Locate every line in the records that includes the word "canvas", and copy each such line.
******
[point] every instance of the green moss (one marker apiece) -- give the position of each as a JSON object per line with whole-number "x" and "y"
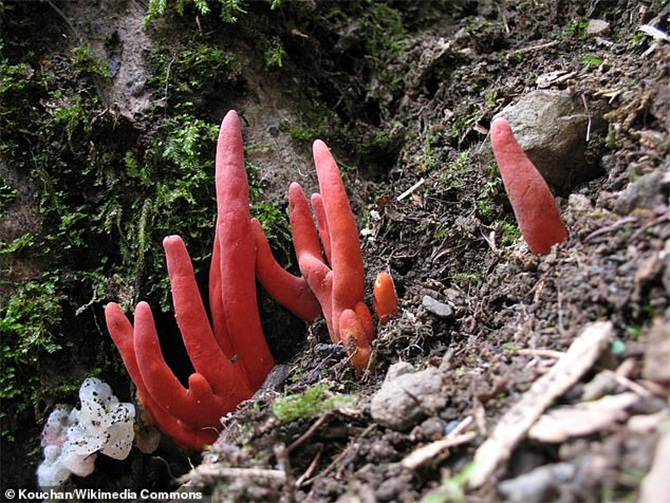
{"x": 275, "y": 54}
{"x": 196, "y": 70}
{"x": 315, "y": 401}
{"x": 30, "y": 324}
{"x": 576, "y": 28}
{"x": 229, "y": 10}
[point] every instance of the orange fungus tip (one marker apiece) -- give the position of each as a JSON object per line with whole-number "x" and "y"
{"x": 384, "y": 298}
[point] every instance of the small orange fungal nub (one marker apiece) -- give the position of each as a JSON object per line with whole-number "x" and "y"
{"x": 384, "y": 299}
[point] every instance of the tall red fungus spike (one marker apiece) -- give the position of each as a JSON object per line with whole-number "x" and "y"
{"x": 230, "y": 356}
{"x": 533, "y": 204}
{"x": 338, "y": 281}
{"x": 236, "y": 267}
{"x": 232, "y": 359}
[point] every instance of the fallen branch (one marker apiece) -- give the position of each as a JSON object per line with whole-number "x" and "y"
{"x": 514, "y": 425}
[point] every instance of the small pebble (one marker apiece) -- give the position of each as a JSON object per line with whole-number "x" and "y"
{"x": 439, "y": 309}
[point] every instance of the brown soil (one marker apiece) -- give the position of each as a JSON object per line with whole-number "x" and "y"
{"x": 510, "y": 309}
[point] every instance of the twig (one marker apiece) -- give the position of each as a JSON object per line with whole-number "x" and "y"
{"x": 648, "y": 225}
{"x": 310, "y": 469}
{"x": 545, "y": 353}
{"x": 515, "y": 423}
{"x": 409, "y": 191}
{"x": 537, "y": 47}
{"x": 342, "y": 455}
{"x": 215, "y": 471}
{"x": 281, "y": 454}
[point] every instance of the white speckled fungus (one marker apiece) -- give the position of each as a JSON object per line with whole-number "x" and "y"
{"x": 72, "y": 440}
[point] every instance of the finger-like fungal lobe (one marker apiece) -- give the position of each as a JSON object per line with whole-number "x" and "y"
{"x": 384, "y": 298}
{"x": 534, "y": 206}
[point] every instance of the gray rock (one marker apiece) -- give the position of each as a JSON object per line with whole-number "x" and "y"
{"x": 439, "y": 309}
{"x": 551, "y": 128}
{"x": 657, "y": 353}
{"x": 597, "y": 27}
{"x": 404, "y": 401}
{"x": 398, "y": 369}
{"x": 536, "y": 485}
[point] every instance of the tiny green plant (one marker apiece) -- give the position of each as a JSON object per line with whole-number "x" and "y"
{"x": 274, "y": 56}
{"x": 315, "y": 401}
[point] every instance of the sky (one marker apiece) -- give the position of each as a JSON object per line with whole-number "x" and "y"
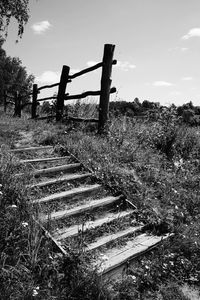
{"x": 157, "y": 46}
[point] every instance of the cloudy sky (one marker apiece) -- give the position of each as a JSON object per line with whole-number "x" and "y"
{"x": 157, "y": 45}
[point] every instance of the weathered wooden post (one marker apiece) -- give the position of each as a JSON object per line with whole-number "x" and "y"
{"x": 34, "y": 102}
{"x": 18, "y": 100}
{"x": 5, "y": 101}
{"x": 105, "y": 87}
{"x": 61, "y": 92}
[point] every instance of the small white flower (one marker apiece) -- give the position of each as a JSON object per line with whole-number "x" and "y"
{"x": 104, "y": 257}
{"x": 132, "y": 277}
{"x": 24, "y": 224}
{"x": 35, "y": 293}
{"x": 12, "y": 206}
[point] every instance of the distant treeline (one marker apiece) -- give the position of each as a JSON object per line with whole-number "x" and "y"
{"x": 190, "y": 114}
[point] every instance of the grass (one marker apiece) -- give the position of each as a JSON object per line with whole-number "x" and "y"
{"x": 155, "y": 164}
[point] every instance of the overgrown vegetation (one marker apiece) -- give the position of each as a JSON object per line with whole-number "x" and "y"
{"x": 155, "y": 163}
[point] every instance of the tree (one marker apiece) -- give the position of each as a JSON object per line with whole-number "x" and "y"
{"x": 17, "y": 9}
{"x": 13, "y": 76}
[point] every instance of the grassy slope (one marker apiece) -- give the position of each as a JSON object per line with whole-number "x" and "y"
{"x": 134, "y": 158}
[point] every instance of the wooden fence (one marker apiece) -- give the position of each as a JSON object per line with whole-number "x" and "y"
{"x": 62, "y": 96}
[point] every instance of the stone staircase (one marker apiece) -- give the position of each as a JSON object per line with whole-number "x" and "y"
{"x": 78, "y": 211}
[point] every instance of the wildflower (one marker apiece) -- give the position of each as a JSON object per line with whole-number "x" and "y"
{"x": 35, "y": 291}
{"x": 24, "y": 224}
{"x": 12, "y": 206}
{"x": 104, "y": 257}
{"x": 132, "y": 277}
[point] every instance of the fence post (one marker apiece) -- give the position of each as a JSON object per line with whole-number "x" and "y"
{"x": 5, "y": 101}
{"x": 17, "y": 112}
{"x": 61, "y": 92}
{"x": 34, "y": 102}
{"x": 105, "y": 87}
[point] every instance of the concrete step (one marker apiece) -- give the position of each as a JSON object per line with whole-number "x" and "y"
{"x": 113, "y": 237}
{"x": 54, "y": 170}
{"x": 82, "y": 190}
{"x": 39, "y": 148}
{"x": 100, "y": 203}
{"x": 115, "y": 259}
{"x": 75, "y": 229}
{"x": 61, "y": 179}
{"x": 43, "y": 160}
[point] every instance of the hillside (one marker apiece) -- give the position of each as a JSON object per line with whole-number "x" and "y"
{"x": 155, "y": 163}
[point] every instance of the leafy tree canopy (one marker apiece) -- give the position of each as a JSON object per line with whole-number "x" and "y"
{"x": 17, "y": 9}
{"x": 13, "y": 76}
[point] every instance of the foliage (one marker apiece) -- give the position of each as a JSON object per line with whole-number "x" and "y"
{"x": 13, "y": 76}
{"x": 17, "y": 9}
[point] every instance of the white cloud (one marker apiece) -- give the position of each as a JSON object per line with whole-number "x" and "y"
{"x": 162, "y": 83}
{"x": 73, "y": 71}
{"x": 187, "y": 78}
{"x": 41, "y": 27}
{"x": 49, "y": 77}
{"x": 184, "y": 49}
{"x": 175, "y": 93}
{"x": 194, "y": 32}
{"x": 125, "y": 65}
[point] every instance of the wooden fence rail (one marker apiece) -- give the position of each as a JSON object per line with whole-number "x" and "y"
{"x": 62, "y": 96}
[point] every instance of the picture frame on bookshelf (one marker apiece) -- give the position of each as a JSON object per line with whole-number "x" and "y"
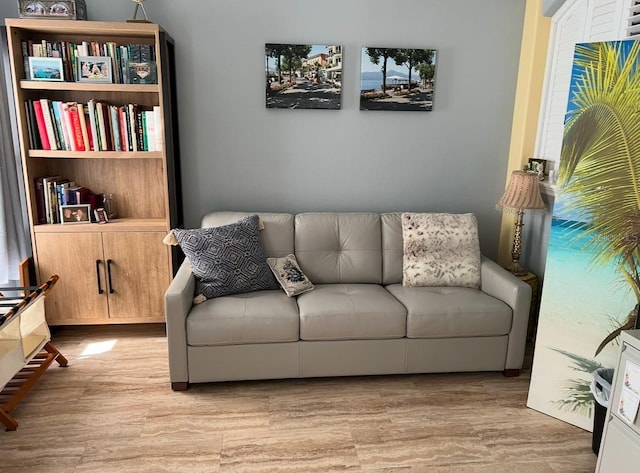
{"x": 46, "y": 69}
{"x": 72, "y": 214}
{"x": 142, "y": 72}
{"x": 101, "y": 215}
{"x": 95, "y": 69}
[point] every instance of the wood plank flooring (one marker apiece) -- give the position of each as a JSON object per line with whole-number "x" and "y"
{"x": 112, "y": 411}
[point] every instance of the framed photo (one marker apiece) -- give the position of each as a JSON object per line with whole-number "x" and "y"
{"x": 142, "y": 72}
{"x": 94, "y": 69}
{"x": 80, "y": 213}
{"x": 46, "y": 68}
{"x": 101, "y": 215}
{"x": 538, "y": 165}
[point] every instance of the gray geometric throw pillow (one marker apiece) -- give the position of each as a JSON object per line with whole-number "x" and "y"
{"x": 228, "y": 259}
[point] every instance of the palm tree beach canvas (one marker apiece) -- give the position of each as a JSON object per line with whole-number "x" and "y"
{"x": 591, "y": 284}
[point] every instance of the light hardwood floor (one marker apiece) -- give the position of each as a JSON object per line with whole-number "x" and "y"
{"x": 112, "y": 410}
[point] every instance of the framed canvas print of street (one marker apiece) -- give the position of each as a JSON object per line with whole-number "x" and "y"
{"x": 303, "y": 76}
{"x": 397, "y": 79}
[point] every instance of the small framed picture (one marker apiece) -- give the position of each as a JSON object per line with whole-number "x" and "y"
{"x": 94, "y": 69}
{"x": 538, "y": 165}
{"x": 142, "y": 73}
{"x": 101, "y": 215}
{"x": 46, "y": 68}
{"x": 79, "y": 213}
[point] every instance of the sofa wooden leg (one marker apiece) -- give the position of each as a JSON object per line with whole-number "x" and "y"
{"x": 180, "y": 386}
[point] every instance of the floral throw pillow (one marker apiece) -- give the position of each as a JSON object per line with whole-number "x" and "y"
{"x": 440, "y": 250}
{"x": 291, "y": 278}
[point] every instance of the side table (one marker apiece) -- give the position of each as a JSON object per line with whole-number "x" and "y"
{"x": 533, "y": 281}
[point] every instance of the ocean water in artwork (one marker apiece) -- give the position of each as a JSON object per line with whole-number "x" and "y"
{"x": 591, "y": 285}
{"x": 581, "y": 303}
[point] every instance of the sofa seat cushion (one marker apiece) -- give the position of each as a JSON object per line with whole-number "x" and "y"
{"x": 252, "y": 317}
{"x": 350, "y": 312}
{"x": 442, "y": 312}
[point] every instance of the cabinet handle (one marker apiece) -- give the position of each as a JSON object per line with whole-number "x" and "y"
{"x": 100, "y": 291}
{"x": 111, "y": 290}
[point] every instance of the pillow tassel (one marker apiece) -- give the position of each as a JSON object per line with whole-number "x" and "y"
{"x": 170, "y": 239}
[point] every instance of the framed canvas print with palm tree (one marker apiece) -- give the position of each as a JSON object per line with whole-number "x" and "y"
{"x": 591, "y": 285}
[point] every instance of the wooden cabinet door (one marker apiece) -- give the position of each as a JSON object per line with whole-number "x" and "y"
{"x": 138, "y": 275}
{"x": 72, "y": 256}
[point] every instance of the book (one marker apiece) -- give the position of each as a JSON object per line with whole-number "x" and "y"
{"x": 82, "y": 116}
{"x": 115, "y": 127}
{"x": 48, "y": 121}
{"x": 132, "y": 126}
{"x": 102, "y": 126}
{"x": 39, "y": 193}
{"x": 124, "y": 128}
{"x": 157, "y": 120}
{"x": 49, "y": 203}
{"x": 66, "y": 126}
{"x": 42, "y": 128}
{"x": 91, "y": 108}
{"x": 139, "y": 130}
{"x": 150, "y": 130}
{"x": 61, "y": 139}
{"x": 70, "y": 195}
{"x": 34, "y": 135}
{"x": 76, "y": 138}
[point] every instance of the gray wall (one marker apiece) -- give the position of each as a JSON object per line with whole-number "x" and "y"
{"x": 237, "y": 155}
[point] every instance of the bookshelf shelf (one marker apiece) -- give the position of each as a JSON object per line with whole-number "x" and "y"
{"x": 82, "y": 86}
{"x": 115, "y": 272}
{"x": 47, "y": 154}
{"x": 117, "y": 225}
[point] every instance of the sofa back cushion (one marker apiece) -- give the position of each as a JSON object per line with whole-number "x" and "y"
{"x": 339, "y": 247}
{"x": 392, "y": 250}
{"x": 277, "y": 235}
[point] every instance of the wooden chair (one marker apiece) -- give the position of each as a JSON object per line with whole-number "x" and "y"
{"x": 26, "y": 350}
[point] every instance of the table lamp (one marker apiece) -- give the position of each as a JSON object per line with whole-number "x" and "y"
{"x": 521, "y": 194}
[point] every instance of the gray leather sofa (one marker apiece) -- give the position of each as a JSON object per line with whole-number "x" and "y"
{"x": 359, "y": 319}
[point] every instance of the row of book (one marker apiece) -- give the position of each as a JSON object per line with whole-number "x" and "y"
{"x": 69, "y": 52}
{"x": 53, "y": 193}
{"x": 94, "y": 126}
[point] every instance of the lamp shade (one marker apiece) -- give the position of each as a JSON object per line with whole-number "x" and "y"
{"x": 522, "y": 193}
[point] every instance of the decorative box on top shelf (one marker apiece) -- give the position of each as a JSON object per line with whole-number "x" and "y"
{"x": 53, "y": 9}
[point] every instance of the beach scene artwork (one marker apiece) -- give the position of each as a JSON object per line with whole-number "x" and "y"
{"x": 397, "y": 79}
{"x": 303, "y": 76}
{"x": 591, "y": 284}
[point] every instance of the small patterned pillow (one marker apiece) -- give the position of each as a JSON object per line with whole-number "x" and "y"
{"x": 228, "y": 259}
{"x": 289, "y": 275}
{"x": 440, "y": 250}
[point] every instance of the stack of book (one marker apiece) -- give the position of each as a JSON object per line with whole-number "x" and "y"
{"x": 52, "y": 192}
{"x": 94, "y": 126}
{"x": 69, "y": 52}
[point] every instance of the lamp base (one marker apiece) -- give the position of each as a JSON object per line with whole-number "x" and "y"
{"x": 516, "y": 269}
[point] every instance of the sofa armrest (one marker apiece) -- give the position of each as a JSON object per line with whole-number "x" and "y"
{"x": 503, "y": 285}
{"x": 178, "y": 300}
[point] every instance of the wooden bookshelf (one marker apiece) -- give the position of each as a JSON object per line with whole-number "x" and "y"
{"x": 115, "y": 272}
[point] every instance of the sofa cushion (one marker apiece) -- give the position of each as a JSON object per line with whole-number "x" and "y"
{"x": 289, "y": 275}
{"x": 349, "y": 312}
{"x": 391, "y": 224}
{"x": 228, "y": 259}
{"x": 339, "y": 247}
{"x": 440, "y": 250}
{"x": 442, "y": 312}
{"x": 253, "y": 317}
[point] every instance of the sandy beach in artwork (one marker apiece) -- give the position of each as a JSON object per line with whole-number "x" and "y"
{"x": 578, "y": 307}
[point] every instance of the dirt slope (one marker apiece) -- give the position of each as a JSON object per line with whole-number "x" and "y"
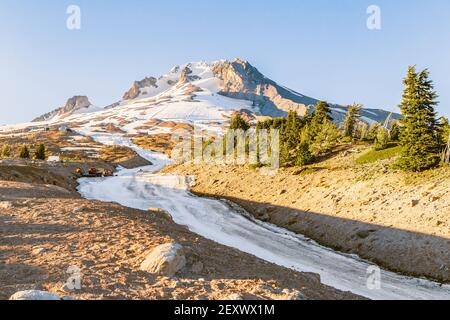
******
» Expected answer
[point] every instance of the palm tree beach canvas (one marker apiece) -- give the position of each as a JSON object per line with whole-number "x" and "y"
[point] every instance of the framed canvas print of street (one marker apiece) -- give the position of each as a JSON object per line with whole-number "x" and "y"
[point] every instance of the framed canvas print with palm tree (one marker apiece) -- give the position of each as a JSON object per line with whole-number "x" and "y"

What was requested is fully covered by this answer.